-- Start of GIVEN RECORDS --

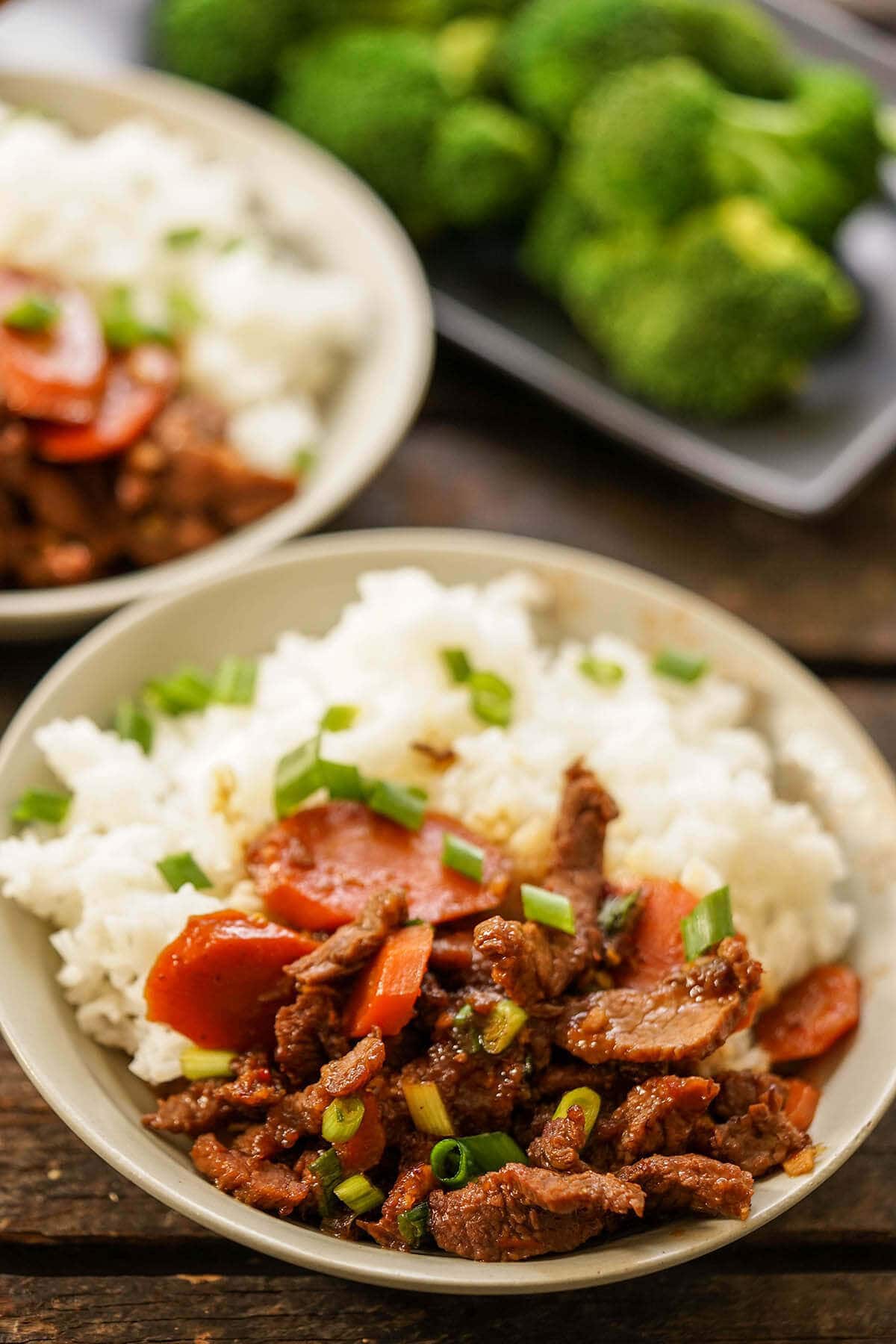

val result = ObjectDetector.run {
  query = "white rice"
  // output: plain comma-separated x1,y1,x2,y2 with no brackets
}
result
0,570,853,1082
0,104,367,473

-- End of GIVEN RECORDS --
-- Start of GIVEN RECORDS --

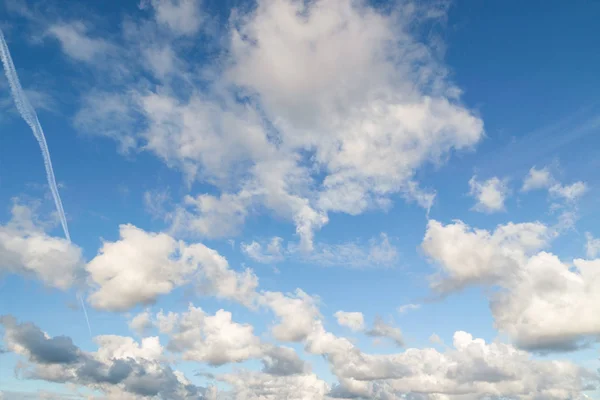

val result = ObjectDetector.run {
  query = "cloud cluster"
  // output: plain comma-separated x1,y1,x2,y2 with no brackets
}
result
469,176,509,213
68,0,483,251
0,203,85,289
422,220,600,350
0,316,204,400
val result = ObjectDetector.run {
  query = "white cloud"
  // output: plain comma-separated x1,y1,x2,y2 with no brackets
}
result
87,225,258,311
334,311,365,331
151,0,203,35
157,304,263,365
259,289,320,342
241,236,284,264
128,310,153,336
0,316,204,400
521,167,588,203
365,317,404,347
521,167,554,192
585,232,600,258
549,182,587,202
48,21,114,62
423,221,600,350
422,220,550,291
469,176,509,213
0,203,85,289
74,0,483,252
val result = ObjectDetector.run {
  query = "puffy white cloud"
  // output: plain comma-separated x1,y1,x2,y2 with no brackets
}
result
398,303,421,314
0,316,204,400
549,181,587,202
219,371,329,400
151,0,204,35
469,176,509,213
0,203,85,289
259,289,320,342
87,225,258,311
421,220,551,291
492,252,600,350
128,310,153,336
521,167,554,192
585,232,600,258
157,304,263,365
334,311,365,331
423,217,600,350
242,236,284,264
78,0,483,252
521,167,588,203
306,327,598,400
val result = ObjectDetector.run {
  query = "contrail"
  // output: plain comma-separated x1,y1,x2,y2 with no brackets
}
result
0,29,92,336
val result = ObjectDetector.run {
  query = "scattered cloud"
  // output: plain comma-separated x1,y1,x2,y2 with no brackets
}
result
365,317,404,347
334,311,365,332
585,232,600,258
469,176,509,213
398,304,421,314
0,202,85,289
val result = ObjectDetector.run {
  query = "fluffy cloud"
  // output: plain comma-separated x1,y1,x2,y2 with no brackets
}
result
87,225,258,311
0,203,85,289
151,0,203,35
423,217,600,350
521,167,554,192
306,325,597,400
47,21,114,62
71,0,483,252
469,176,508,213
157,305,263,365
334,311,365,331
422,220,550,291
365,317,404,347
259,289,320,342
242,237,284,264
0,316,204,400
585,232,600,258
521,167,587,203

-- End of GIVEN RECORDS --

Pick out each line of the data above that contains the string "query", and copy those lines.

**RESPONSE TO THIS EXERCISE:**
  query = "white rice"
  query = "cloud cluster"
  query = "white cloud"
  query = "puffy white cloud"
  query = "contrail"
  query = "scattered cloud"
  query = "fluffy cloud"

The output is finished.